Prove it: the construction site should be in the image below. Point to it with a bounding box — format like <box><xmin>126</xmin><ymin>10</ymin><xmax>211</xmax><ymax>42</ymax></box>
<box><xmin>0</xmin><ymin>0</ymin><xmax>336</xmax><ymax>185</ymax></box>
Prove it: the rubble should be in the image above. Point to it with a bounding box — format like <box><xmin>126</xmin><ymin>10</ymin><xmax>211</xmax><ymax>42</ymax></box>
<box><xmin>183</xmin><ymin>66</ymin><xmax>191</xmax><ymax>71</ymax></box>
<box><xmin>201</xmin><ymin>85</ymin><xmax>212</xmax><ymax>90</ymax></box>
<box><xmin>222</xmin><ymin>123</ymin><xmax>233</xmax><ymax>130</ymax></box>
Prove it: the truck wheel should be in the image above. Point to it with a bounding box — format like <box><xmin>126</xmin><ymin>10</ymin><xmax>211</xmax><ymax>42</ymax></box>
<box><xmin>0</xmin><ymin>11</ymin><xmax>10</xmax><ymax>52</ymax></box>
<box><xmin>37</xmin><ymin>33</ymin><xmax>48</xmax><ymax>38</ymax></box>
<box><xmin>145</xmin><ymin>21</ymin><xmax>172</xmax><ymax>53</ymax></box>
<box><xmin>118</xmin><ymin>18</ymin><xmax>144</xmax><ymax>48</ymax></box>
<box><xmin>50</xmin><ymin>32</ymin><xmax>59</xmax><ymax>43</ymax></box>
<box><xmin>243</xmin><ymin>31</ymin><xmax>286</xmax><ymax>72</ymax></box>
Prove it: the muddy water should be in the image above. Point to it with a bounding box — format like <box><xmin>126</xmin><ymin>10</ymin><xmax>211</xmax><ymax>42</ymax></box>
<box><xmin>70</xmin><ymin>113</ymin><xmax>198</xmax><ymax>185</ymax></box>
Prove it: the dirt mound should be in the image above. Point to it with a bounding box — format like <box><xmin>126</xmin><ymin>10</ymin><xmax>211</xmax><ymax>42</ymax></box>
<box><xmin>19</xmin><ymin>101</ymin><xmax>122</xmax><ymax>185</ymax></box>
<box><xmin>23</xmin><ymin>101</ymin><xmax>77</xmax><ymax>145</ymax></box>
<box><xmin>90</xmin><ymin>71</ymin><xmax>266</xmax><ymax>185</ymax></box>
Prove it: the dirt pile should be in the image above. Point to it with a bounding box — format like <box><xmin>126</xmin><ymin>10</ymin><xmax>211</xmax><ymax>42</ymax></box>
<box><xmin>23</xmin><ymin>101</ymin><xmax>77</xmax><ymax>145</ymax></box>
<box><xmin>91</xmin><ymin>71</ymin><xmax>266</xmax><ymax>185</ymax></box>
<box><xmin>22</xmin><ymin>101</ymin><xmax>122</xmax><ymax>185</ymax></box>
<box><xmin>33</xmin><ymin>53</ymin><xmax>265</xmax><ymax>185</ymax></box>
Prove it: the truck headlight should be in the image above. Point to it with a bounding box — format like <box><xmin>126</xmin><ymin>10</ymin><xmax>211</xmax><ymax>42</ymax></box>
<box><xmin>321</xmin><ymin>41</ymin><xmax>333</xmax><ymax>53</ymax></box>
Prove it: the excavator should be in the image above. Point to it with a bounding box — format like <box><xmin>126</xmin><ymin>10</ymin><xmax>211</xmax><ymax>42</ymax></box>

▸ Task details: Repeat all of the items above, switching each "Point to it" to "Mark it" and leaving everything else unchanged.

▸ Written solution:
Prove it: the construction site should be in the image below. Mark it with a bounding box — format like <box><xmin>126</xmin><ymin>10</ymin><xmax>211</xmax><ymax>42</ymax></box>
<box><xmin>0</xmin><ymin>0</ymin><xmax>336</xmax><ymax>185</ymax></box>
Prove it: the rubble should be in the image above. Mark it with a bounding box — format like <box><xmin>126</xmin><ymin>10</ymin><xmax>211</xmax><ymax>42</ymax></box>
<box><xmin>183</xmin><ymin>66</ymin><xmax>191</xmax><ymax>71</ymax></box>
<box><xmin>201</xmin><ymin>85</ymin><xmax>212</xmax><ymax>90</ymax></box>
<box><xmin>222</xmin><ymin>123</ymin><xmax>233</xmax><ymax>130</ymax></box>
Prove it: the truck wheel should be in the image above. Mark it with a bounding box — format like <box><xmin>126</xmin><ymin>10</ymin><xmax>211</xmax><ymax>42</ymax></box>
<box><xmin>0</xmin><ymin>11</ymin><xmax>10</xmax><ymax>52</ymax></box>
<box><xmin>37</xmin><ymin>33</ymin><xmax>48</xmax><ymax>38</ymax></box>
<box><xmin>145</xmin><ymin>21</ymin><xmax>172</xmax><ymax>53</ymax></box>
<box><xmin>118</xmin><ymin>18</ymin><xmax>144</xmax><ymax>48</ymax></box>
<box><xmin>50</xmin><ymin>32</ymin><xmax>59</xmax><ymax>43</ymax></box>
<box><xmin>243</xmin><ymin>31</ymin><xmax>286</xmax><ymax>72</ymax></box>
Prove it: the muddy water should be in the image above. Mark it with a bounding box — format like <box><xmin>126</xmin><ymin>10</ymin><xmax>211</xmax><ymax>42</ymax></box>
<box><xmin>70</xmin><ymin>113</ymin><xmax>198</xmax><ymax>185</ymax></box>
Prove it: the dirt mound should be in the image above. Mark it with a bounding box — format like <box><xmin>126</xmin><ymin>10</ymin><xmax>211</xmax><ymax>42</ymax></box>
<box><xmin>19</xmin><ymin>101</ymin><xmax>122</xmax><ymax>185</ymax></box>
<box><xmin>23</xmin><ymin>101</ymin><xmax>77</xmax><ymax>145</ymax></box>
<box><xmin>90</xmin><ymin>71</ymin><xmax>266</xmax><ymax>185</ymax></box>
Prove it: the dirt pile should be in the image above. Mark it with a bounding box — format like <box><xmin>126</xmin><ymin>10</ymin><xmax>211</xmax><ymax>42</ymax></box>
<box><xmin>23</xmin><ymin>101</ymin><xmax>77</xmax><ymax>145</ymax></box>
<box><xmin>91</xmin><ymin>71</ymin><xmax>266</xmax><ymax>185</ymax></box>
<box><xmin>22</xmin><ymin>101</ymin><xmax>122</xmax><ymax>185</ymax></box>
<box><xmin>33</xmin><ymin>53</ymin><xmax>265</xmax><ymax>185</ymax></box>
Prove it: the truck headlight should be in the image above. Mark it with a bounding box — format like <box><xmin>126</xmin><ymin>10</ymin><xmax>211</xmax><ymax>42</ymax></box>
<box><xmin>321</xmin><ymin>41</ymin><xmax>333</xmax><ymax>53</ymax></box>
Prove it: the excavator should be in the image above. Mark it with a bounding box — format like <box><xmin>126</xmin><ymin>10</ymin><xmax>211</xmax><ymax>42</ymax></box>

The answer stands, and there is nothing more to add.